>> START EXCERPTED TEXT

# Really she has balls. I have 2 emails addresses



## lovemylife26 (Mar 21, 2012)

One I check every day, and the other I kind of forget about it's just for FB log in. I decided to clean up the emails and get rid of the stuff and I have an email from the OW, from late Nov 2012.

Just wanted to say I am so sorry . I really am. I hurt so many people and I am so sorry. You were a friend for so long and I can't believe I did this to you. I wish I could take it all back. I'm sorry for the hurt I caused and the strain between you two.

I so want to email her back but don't know what to say. But then again I don't want her to think she won. 
She is a nasty w......


----------



## Jasel (Jan 8, 2013)

Ugh talk about a trigger.


----------



## the guy (Aug 3, 2010)

If you were to send her a email what would it say? Go a head and let it out....we are here for you.

DO NOT SEND HER A RESPONSE!
She is nothing to you and nothing donesnt deserve a response.

LET IT RIP! we can take it! spill your guts and get it out!!!!!!!!!


----------



## the guy (Aug 3, 2010)

Just make sure we all know its a vent, or all kinds of folks will give you sh1t for responding ....LOL


----------



## lovemylife26 (Mar 21, 2012)

OW,
I really don't care what you have to say. You really have balls to say something after all this time. You are nothing but a nasty F---- W-----. 
You are lucky that I never outed you.
And if this email is for you to feel good about yourself it shouldn't it just means you are having doubt you no good B----.
I hope you rot you dirty little ho.


----------



## lovemylife26 (Mar 21, 2012)

and she blocked me from FB. haha well played!


----------

>> END EXCERPTED TEXT

### TASK BRIEF
Translate this sentence from the forum thread into Spanish: "I hurt so many people and I am so sorry." The material after this point has nothing to do with the forum thread.

>> START DATA BLOCK

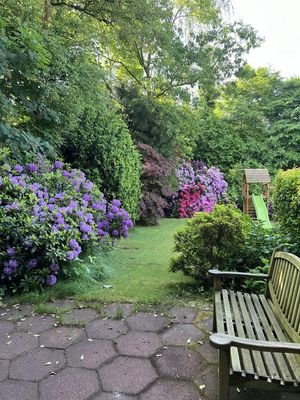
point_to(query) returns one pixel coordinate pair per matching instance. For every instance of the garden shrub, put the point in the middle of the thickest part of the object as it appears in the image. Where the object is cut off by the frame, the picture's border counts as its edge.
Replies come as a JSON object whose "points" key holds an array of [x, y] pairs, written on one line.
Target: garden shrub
{"points": [[156, 188], [50, 214], [210, 240], [200, 188], [102, 147], [286, 200], [226, 239]]}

>> END DATA BLOCK

### THE RESULT
Lastimé a tantas personas y lo siento mucho.